In the records below, retype only the lines from the one containing "Where in the photo above can the blue" through the one containing "Where in the photo above can the white".

**INPUT RECORDS**
○ ○ ○ ○ ○

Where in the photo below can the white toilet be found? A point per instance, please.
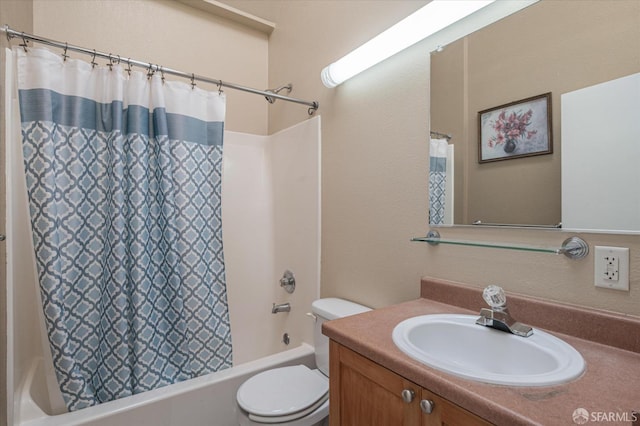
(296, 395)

○ ○ ○ ○ ○

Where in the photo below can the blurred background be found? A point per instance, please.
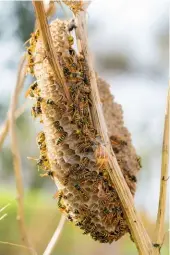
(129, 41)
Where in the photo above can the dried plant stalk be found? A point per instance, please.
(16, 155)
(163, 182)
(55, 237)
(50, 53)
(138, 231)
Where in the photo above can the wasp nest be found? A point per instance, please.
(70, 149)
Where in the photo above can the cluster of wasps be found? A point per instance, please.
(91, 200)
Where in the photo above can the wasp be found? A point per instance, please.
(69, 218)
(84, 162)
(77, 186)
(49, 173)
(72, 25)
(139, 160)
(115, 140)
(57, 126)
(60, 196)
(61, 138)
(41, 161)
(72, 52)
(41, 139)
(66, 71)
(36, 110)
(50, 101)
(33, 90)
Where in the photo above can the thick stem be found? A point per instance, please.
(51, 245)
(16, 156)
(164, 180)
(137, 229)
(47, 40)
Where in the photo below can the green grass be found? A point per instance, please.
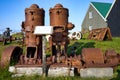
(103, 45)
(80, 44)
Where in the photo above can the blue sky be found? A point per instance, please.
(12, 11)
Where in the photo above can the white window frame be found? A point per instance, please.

○ ○ ○ ○ ○

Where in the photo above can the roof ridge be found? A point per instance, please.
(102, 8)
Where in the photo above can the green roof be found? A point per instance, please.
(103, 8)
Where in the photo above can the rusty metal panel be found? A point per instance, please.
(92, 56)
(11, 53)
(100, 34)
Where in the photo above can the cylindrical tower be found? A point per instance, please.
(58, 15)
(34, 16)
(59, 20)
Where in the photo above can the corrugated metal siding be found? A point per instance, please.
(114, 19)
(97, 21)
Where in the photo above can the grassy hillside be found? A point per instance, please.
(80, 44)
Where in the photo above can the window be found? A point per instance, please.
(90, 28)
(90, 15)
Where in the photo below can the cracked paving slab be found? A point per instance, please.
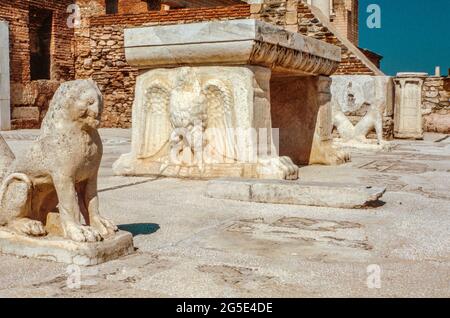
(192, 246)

○ ○ ○ ○ ○

**FINAL RESULT**
Where in the photo above can the blue sky be found? A point per instance, please.
(12, 11)
Where in the photo above can the white window frame be found? A point per instance, please.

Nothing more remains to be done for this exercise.